One could only imagine the devastation we both felt at that moment.  But, we knew that she would have to undergo the procedure if she wanted to have any quality of life.  

That day, our hopes and dreams of becoming parents died.  And people like JD Vance don't understand situations like ours.  My wife had a Southern Baptist upbringing, where it was drilled into her that her role as a wife was to give her husband children.  Losing the chance to do that, made her feel like a failure as a woman and as a wife.  Vance says people like us deserve prayers and sympathy.  We don't want your prayers or your sympathy.  We want our voices heard, as so many of us suffer in silence.

Vance says America has become anti-family.  He's wrong.  Can childless without a choice people go to a place like Disney World and enjoy themselves?  No.  Disney World doesn't close its gates to families to allow childless people to go any enjoy themselves.  Instead, the childless people who are suffering from a terrible loss, are forced to be in an environment filled with the thing they wanted most in the world, but can never have.  Are we supposed to become shut-ins that never go out?  Are we supposed to hide ourselves from society?  What is it that JD Vance thinks we should do?

We've been told by people with children that we should adopt, or become foster parents.  Well, it's great that they have ideas, but they have no clue how those things actually work.  After spending thousands of dollars on infertility solutions, we don't have the money to do a private adoption.  Becoming foster parents in the hopes of adopting a child is just as painful and expensive.  You foster a child for an extended period of time, and you have the child ripped away from you, despite knowing the child is returning to a bad environment.  If you happen to get lucky and can possibly adopt the child you've been fostering, court fees and attorney fees can become cost prohibitive as well.

Being childless without a choice is possibly the most frustrating and overlooked situation in America today.  We see in the news all of the talk about "reproductive rights" and the statistics on abortions and we're left with the thought that it's so much easier to take away life than it is to add it.  We see the overall birth rate declining and the rising rate of infertility, and people like JD Vance make comments that inspire hateful comments from their followers.  You can see some of the comments his supporters have made on social media, many saying that the reason some people are childless is because God has deemed them unworthy of being parents.  These are people with the word "Christian" in their bios.  Where's the teachings of Christianity being shown there?  Why are we unworthy of being parents?  

By making such ignorant statements, Vance has become toxic and a cancer to the Trump campaign.  He should be removed from the ticket, plain and simple.  He had a chance to apologize, with Trey Gowdy serving up softball questions, and Vance didn't back down at all.  Instead, he blamed the left and diverted attention away.  He has demonstrated the characteristics of his generation, in the worst way.  Millennials are already maligned as being far less compassionate than previous generations, and Vance proved it.  He has demonstrated a clear lack of understanding, compassion and a lack of maturity.  Unknowingly, he has insulted a large group of the American people, who suffer in silence.  Will they decide to not be silent come election day?

Extracted entries:
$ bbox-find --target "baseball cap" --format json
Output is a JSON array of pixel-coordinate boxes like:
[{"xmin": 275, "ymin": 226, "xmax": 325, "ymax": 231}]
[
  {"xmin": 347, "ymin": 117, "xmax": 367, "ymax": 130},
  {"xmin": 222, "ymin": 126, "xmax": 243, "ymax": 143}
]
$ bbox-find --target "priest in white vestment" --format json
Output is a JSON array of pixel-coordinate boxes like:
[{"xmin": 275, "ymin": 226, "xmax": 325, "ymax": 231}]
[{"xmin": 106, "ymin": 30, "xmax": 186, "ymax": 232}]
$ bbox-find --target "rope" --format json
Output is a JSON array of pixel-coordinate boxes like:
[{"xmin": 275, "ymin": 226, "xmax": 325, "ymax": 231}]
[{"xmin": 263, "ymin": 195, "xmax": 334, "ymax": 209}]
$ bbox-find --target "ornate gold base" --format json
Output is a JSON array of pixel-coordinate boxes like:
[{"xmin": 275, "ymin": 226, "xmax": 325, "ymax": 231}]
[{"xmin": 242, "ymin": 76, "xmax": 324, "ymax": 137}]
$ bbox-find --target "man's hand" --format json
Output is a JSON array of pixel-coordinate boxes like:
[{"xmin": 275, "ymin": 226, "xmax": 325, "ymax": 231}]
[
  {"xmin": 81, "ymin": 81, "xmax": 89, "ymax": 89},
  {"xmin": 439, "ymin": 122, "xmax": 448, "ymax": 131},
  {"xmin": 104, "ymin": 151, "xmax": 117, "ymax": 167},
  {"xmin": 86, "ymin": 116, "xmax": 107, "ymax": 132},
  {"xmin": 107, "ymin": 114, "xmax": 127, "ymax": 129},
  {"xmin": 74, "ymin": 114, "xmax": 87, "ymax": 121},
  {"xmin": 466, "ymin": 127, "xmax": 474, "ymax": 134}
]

Problem statement:
From the essay on being childless above, copy the passage that opens with the words "By making such" and closes with "come election day?", keeping every word unchanged.

Output of the task:
By making such ignorant statements, Vance has become toxic and a cancer to the Trump campaign.  He should be removed from the ticket, plain and simple.  He had a chance to apologize, with Trey Gowdy serving up softball questions, and Vance didn't back down at all.  Instead, he blamed the left and diverted attention away.  He has demonstrated the characteristics of his generation, in the worst way.  Millennials are already maligned as being far less compassionate than previous generations, and Vance proved it.  He has demonstrated a clear lack of understanding, compassion and a lack of maturity.  Unknowingly, he has insulted a large group of the American people, who suffer in silence.  Will they decide to not be silent come election day?